= TASK GOAL =
Return the lines below verbatim, preserving every character and their original order.

________________________

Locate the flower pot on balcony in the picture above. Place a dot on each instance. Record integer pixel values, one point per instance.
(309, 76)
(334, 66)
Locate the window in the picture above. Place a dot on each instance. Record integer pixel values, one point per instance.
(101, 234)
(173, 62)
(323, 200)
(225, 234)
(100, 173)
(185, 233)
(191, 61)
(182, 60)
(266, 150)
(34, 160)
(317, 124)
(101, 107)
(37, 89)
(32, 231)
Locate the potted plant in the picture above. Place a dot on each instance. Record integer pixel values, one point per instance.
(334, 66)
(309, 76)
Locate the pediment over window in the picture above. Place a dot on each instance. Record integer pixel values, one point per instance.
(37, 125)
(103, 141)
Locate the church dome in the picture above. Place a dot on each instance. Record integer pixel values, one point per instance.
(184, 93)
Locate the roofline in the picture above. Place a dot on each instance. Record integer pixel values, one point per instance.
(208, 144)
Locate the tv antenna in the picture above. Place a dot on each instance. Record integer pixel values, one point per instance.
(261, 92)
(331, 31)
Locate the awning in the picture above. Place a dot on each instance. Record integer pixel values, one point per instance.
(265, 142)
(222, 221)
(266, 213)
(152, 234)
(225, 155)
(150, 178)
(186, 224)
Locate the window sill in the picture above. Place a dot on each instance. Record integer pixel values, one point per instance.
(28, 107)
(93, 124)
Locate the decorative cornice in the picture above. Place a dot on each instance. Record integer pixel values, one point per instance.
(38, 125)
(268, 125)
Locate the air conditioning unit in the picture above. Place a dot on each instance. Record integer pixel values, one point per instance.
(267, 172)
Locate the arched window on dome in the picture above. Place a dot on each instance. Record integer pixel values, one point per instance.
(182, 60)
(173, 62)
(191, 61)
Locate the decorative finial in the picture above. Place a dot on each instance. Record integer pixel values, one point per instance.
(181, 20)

________________________

= EXERCISE RESPONSE =
Locate the flower pot on balcony in the picture above. Place a dot on each instance. Record integer pixel values, one point per instance.
(309, 76)
(334, 66)
Locate the window in the picture above. Place a dot on each instance. Record integer pixel values, one point per instance.
(101, 234)
(173, 62)
(323, 200)
(225, 234)
(100, 173)
(185, 233)
(191, 61)
(182, 60)
(266, 150)
(34, 160)
(317, 124)
(101, 107)
(37, 89)
(32, 231)
Locate the potted plant in the picture above. Place a dot on each instance. Record integer pixel values, one point per instance.
(334, 66)
(309, 76)
Locate the pediment over window in the picture above. Place a dot on each instance. Record integer pixel values, one point per instance.
(37, 125)
(103, 141)
Locate the church dome in the picture above. Place a dot on each instance. Record integer pixel values, one point per instance.
(184, 93)
Locate the roofline in the picture above. Place a dot on each instance. Record integer pixel values, one point per instance.
(208, 144)
Locate the tv antenna in the picture above. Place a dot on each instance. Record integer pixel values, one point per instance.
(261, 92)
(331, 31)
Locate the awning in the picture above. Place a dot on each instance. Record integer pixel values, one point per instance.
(265, 142)
(222, 221)
(266, 213)
(152, 234)
(225, 155)
(150, 178)
(186, 224)
Locate the window sill in the picture above. Place a dot on each instance. Record integer pixel values, one point per instance.
(28, 107)
(93, 124)
Locate the decorative cornice in the picture above. Place a dot on each instance. Record integer pixel values, one point per instance.
(38, 125)
(268, 125)
Locate the air conditioning unit in the picture above. Place a dot on each instance. Record integer pixel values, one point per instance.
(267, 172)
Locate the arched window on dome in the picture above. Place a dot on each instance. Record integer pixel values, one point per instance.
(182, 60)
(173, 62)
(191, 61)
Locate the decorative finial in the picture above. Place a dot on each instance. Record integer pixel values, one point per instance.
(181, 20)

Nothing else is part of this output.